## TASK TO COMPLETE
Count the lines in the items below that contain the string "waterfall", treating uppercase and lowercase as different. Give only the number.

## GIVEN RECORDS
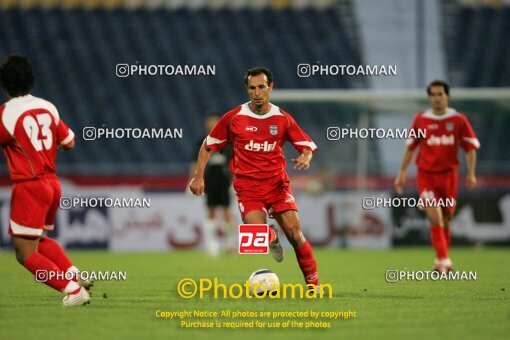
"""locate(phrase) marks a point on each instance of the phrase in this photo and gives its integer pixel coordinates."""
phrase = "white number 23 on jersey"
(39, 128)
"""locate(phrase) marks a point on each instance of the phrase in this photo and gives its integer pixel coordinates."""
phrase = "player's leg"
(255, 217)
(427, 184)
(30, 203)
(43, 268)
(449, 183)
(259, 216)
(211, 243)
(447, 219)
(289, 222)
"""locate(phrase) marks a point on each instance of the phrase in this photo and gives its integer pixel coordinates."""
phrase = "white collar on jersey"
(448, 114)
(25, 97)
(273, 111)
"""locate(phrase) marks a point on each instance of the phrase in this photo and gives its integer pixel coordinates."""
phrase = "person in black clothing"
(218, 179)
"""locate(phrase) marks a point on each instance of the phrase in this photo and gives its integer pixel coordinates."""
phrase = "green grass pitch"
(408, 309)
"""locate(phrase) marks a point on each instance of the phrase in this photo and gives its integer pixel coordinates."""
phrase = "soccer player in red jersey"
(446, 130)
(31, 131)
(258, 130)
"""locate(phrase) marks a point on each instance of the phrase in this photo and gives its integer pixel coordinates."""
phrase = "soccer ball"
(264, 280)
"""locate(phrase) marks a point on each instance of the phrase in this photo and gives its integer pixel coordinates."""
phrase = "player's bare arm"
(471, 181)
(303, 161)
(401, 176)
(197, 184)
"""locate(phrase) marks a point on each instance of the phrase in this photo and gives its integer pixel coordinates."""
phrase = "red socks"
(52, 250)
(47, 272)
(439, 242)
(304, 255)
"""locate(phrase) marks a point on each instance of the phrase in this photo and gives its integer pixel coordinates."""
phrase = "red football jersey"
(444, 134)
(258, 140)
(30, 130)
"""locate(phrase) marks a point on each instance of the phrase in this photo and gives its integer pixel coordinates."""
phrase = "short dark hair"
(16, 76)
(442, 83)
(254, 71)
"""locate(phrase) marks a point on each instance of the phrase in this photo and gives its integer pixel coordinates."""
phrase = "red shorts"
(33, 205)
(271, 195)
(441, 186)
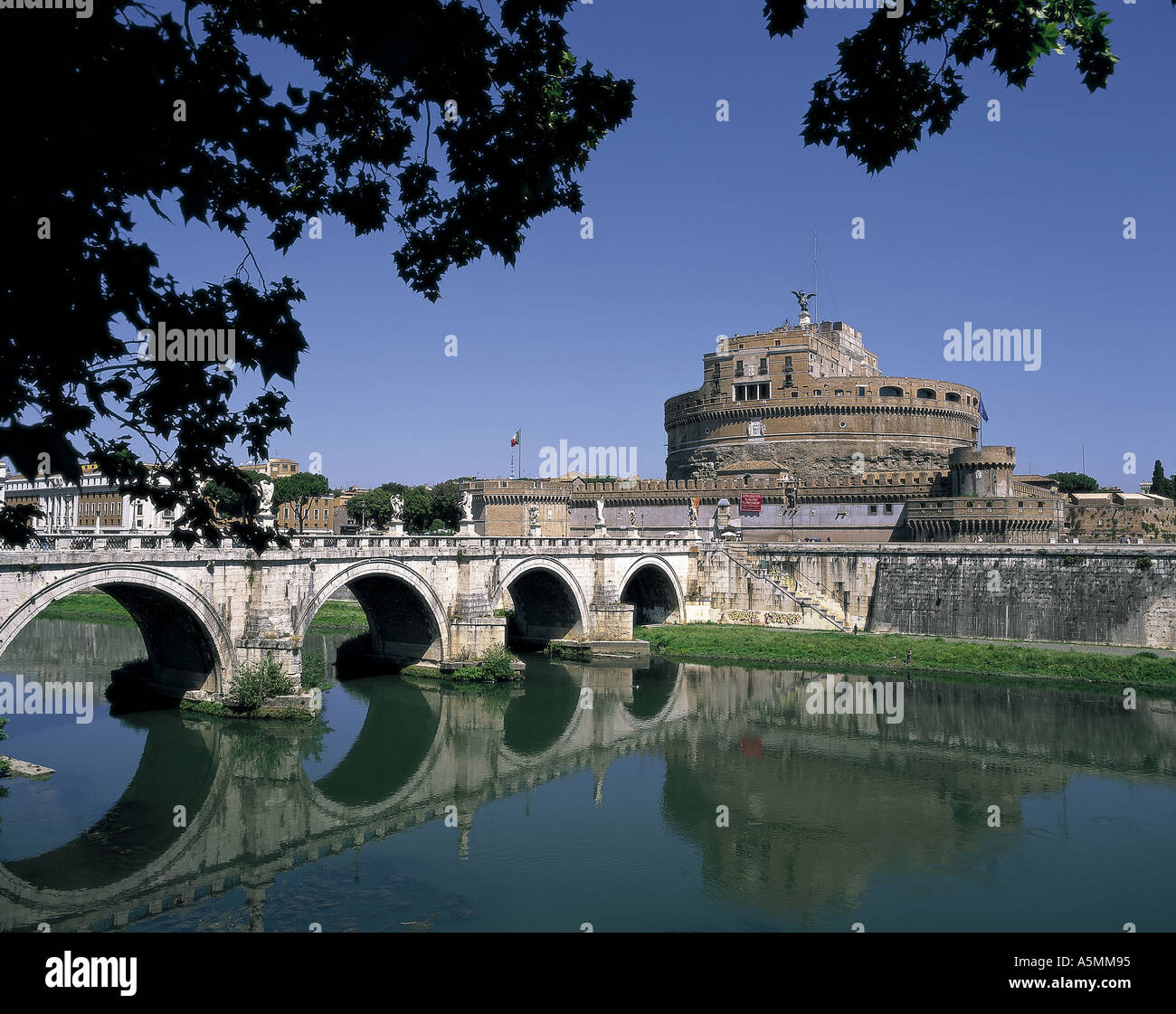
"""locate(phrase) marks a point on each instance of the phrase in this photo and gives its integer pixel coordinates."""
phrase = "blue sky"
(702, 227)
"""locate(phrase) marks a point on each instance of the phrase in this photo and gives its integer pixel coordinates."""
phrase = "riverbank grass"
(831, 649)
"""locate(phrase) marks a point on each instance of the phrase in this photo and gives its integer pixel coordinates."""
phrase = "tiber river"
(686, 798)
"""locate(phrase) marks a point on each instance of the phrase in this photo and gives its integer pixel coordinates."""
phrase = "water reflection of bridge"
(253, 810)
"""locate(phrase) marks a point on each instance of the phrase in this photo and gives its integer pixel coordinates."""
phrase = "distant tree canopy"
(138, 109)
(298, 490)
(883, 94)
(234, 501)
(1075, 482)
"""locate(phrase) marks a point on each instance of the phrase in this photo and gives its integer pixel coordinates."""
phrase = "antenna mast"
(814, 274)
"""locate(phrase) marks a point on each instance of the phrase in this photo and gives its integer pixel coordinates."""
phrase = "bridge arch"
(653, 588)
(406, 617)
(187, 642)
(547, 598)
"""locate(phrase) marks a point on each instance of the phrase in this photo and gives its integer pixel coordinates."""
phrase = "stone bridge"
(206, 611)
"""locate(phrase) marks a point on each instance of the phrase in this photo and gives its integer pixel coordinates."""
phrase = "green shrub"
(495, 666)
(254, 684)
(498, 664)
(314, 672)
(469, 674)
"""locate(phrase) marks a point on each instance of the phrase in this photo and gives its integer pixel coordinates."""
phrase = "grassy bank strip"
(827, 649)
(339, 617)
(98, 608)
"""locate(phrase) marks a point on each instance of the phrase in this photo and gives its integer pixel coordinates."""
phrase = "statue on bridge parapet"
(266, 505)
(467, 516)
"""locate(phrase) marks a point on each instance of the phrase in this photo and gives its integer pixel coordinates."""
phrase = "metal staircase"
(814, 600)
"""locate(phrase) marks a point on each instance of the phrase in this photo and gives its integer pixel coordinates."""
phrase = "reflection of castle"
(811, 399)
(795, 435)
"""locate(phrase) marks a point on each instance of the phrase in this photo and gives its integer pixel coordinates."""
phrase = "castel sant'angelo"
(811, 399)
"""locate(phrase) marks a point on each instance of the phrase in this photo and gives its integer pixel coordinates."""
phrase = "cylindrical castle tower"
(812, 400)
(982, 472)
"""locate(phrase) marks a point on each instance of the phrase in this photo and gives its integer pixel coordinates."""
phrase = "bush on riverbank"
(95, 607)
(830, 649)
(258, 682)
(314, 672)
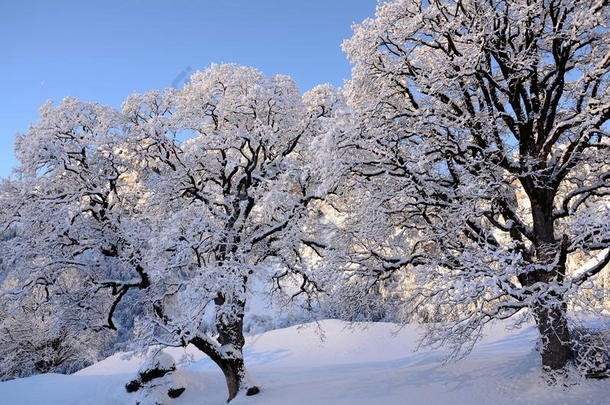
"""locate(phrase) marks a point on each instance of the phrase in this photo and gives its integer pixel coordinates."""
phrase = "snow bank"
(332, 363)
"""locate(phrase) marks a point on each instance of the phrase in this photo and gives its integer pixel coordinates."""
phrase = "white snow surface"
(366, 363)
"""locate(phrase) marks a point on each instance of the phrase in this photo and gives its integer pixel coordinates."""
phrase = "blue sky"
(105, 50)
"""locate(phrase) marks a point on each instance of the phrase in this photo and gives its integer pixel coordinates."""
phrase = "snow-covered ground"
(375, 365)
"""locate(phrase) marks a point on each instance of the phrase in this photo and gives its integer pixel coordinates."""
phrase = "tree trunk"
(234, 371)
(550, 312)
(229, 357)
(556, 350)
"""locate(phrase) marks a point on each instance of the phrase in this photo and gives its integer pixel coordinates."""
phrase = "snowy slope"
(374, 365)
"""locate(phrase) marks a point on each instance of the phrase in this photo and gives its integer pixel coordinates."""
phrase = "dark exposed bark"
(230, 334)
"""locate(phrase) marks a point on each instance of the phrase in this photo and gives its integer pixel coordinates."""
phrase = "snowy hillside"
(375, 365)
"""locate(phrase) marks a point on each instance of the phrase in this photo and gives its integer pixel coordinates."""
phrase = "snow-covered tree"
(112, 208)
(483, 156)
(232, 204)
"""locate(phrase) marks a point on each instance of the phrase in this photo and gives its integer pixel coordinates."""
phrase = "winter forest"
(457, 186)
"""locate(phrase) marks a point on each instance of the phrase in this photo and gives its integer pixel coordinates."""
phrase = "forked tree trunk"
(230, 356)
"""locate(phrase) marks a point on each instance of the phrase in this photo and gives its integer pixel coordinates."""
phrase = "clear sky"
(105, 50)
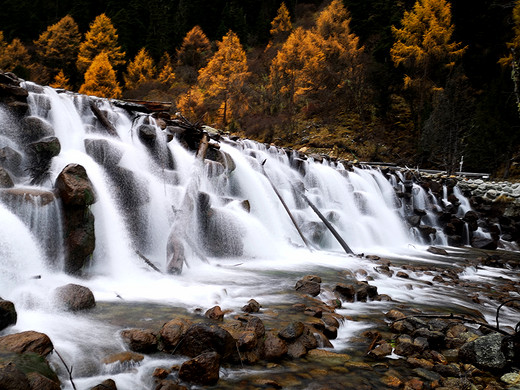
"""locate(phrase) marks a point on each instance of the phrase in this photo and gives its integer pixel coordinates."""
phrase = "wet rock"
(5, 179)
(35, 128)
(29, 341)
(252, 306)
(274, 347)
(201, 370)
(292, 331)
(483, 243)
(484, 352)
(169, 385)
(107, 384)
(172, 332)
(381, 351)
(308, 287)
(11, 160)
(215, 313)
(140, 340)
(201, 338)
(74, 186)
(39, 382)
(11, 378)
(124, 358)
(73, 297)
(8, 314)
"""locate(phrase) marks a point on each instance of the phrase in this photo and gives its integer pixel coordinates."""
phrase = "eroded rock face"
(202, 370)
(74, 186)
(29, 341)
(77, 194)
(74, 297)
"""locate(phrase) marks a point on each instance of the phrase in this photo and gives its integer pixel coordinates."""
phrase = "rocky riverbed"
(301, 342)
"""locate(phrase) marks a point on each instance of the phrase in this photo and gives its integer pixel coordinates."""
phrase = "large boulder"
(74, 297)
(29, 341)
(74, 186)
(8, 314)
(201, 370)
(140, 340)
(200, 338)
(172, 332)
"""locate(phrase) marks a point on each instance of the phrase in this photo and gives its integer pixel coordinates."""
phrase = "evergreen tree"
(57, 47)
(296, 70)
(100, 79)
(101, 37)
(343, 75)
(166, 72)
(61, 81)
(15, 58)
(281, 25)
(140, 70)
(223, 78)
(423, 44)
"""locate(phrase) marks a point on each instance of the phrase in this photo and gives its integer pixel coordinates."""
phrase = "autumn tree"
(140, 70)
(223, 78)
(101, 37)
(61, 81)
(296, 70)
(100, 78)
(281, 25)
(343, 75)
(57, 49)
(193, 54)
(14, 57)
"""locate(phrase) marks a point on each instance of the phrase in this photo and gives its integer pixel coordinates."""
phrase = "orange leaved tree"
(100, 79)
(222, 80)
(102, 36)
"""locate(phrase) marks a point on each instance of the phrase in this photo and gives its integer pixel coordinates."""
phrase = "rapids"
(261, 257)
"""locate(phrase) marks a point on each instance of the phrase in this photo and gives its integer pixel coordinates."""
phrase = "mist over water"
(142, 195)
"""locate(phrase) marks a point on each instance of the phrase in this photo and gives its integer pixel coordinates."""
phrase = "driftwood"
(327, 224)
(307, 244)
(103, 120)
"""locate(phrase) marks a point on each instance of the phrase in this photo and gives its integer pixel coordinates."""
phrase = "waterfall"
(238, 240)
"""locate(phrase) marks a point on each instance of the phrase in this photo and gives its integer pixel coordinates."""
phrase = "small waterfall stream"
(234, 220)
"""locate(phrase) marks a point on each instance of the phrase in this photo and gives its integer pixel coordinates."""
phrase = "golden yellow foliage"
(61, 81)
(222, 80)
(424, 40)
(297, 68)
(13, 55)
(57, 47)
(195, 49)
(281, 24)
(140, 70)
(166, 73)
(100, 79)
(102, 36)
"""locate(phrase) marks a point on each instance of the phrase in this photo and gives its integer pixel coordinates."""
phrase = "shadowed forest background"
(424, 83)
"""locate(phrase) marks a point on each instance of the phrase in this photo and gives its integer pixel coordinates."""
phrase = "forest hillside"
(426, 83)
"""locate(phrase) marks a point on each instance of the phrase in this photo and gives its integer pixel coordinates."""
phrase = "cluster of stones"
(446, 354)
(23, 355)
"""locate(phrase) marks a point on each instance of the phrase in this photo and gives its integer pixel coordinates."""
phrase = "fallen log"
(307, 244)
(327, 224)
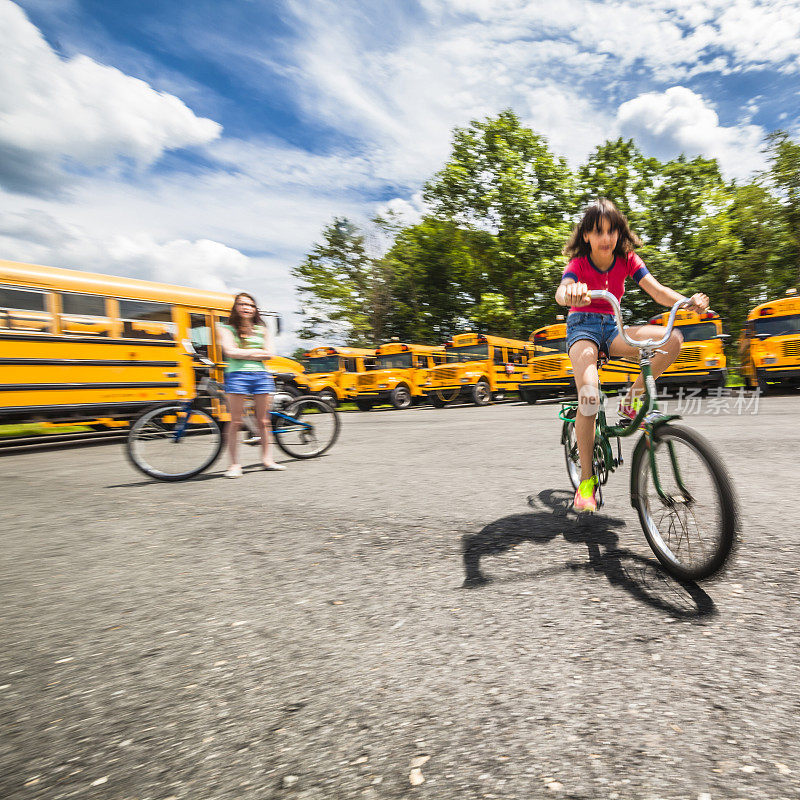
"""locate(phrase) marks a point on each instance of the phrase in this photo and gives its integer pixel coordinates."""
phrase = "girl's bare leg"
(263, 403)
(236, 407)
(583, 355)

## OUTPUT
2